:: What the exercise asks ::
In the forum thread below about moving to the Sunshine Coast, explain why the first poster is no longer sure the area suits the family.

:: Reading passage ::
** BEGIN **
# Is the Sunshine Coast as bad as I have heard?



## johnbarnes82 (Jan 2, 2009)

Hi, 
We are looking to move from Devon uk to the Sunshine Coast, we have a trip organised for next year staying in Buderim to look at property schooling ect.

However, after reading some reviews im worried its not for us afterall.
We are looking for a more relaxed lifestyle where people are friendly, inviting and sociable, like ourselves, but i have read that people are miserable, cold and rude. Is this true? Is it more for the older, retiring couples?If this is the case, where do you recommend? My wife and i are in our late 20's and have 2 kids under 3years old. I am a bricklayer and wife is a beaty theropist teacher. We are active and an outdoor family.

Hope you can help, it was virtually set in stone that ths Sunshine Coast was for us but now it feels we are lost and need some good honest advice.

thanks again.


----------



## anj1976 (Apr 24, 2008)

HI Johnbarnes

wherever you heard all this isnt true, I am not in AU as yet but I have never heard such thing about queensland/sunshine coast.

I have heard such things about Sydney but IMHO its you who bring the best or the worst in people. Dont worry too much.. let someone else add in their opinion as well.

cheers
anj


----------



## Aussiejock (May 26, 2007)

anj1976 said:


> HI Johnbarnes
> 
> wherever you heard all this isnt true, I am not in AU as yet but I have never heard such thing about queensland/sunshine coast.
> 
> ...


That's a rather sweeping statement about Sydney or anywhere else for that matter. I've lived here for a long time and not found that to be true. Ofourse, you will get some people like that where ever you live.


----------



## anj1976 (Apr 24, 2008)

Hi Aussiejock,

I mean no offense but I was stating what I heard from people. But again, people's mentality is, if someone minds his own business, they call him a meanie, if he pokes his nose too much in what u doin, they still call u a meanie.. people complain at everything and anything 

Its about what makes one comfortable.. 

I apologise if at all it hurt anyones sentiments over a place they been living at 

cheers
a


----------



## harri (Apr 2, 2009)

*sunshine coast*



johnbarnes82 said:


> Hi,
> We are looking to move from Devon uk to the Sunshine Coast, we have a trip organised for next year staying in Buderim to look at property schooling ect.
> 
> However, after reading some reviews im worried its not for us afterall.
** END **
:: Dataset rows ::
** BEGIN **
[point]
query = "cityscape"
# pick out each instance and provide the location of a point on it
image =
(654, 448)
** END **
** BEGIN **
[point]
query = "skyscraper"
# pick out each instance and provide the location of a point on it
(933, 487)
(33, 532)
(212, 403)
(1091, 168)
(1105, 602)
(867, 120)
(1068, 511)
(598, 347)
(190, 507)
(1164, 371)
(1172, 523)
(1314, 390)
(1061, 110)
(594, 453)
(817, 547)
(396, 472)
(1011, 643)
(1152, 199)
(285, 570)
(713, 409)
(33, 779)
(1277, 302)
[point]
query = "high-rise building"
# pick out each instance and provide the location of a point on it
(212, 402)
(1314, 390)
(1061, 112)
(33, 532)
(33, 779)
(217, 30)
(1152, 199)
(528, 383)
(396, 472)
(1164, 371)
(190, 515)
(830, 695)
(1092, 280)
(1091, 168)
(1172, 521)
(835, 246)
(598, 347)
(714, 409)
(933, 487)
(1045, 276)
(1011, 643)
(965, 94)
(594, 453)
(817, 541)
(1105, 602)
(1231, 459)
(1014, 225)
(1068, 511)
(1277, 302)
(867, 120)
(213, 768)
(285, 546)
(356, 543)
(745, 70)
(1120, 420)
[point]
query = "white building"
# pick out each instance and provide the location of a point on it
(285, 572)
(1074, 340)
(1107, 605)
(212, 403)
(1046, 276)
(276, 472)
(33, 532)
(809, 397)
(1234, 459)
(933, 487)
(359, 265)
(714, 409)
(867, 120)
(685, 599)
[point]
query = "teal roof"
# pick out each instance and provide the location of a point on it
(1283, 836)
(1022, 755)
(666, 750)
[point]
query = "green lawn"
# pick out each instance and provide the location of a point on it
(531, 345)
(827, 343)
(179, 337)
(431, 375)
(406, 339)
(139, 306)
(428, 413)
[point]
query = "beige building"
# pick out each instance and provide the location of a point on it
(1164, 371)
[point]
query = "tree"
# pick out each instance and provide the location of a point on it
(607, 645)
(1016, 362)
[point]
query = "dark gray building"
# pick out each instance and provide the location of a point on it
** END **
:: Final result ::
After reading some reviews, the poster worries that the Sunshine Coast is not right for them. The family wants a relaxed lifestyle among friendly, sociable people, but the reviews described the locals as miserable, cold and rude and suggested the area may be more for older, retiring couples. The family is young, with two children under three.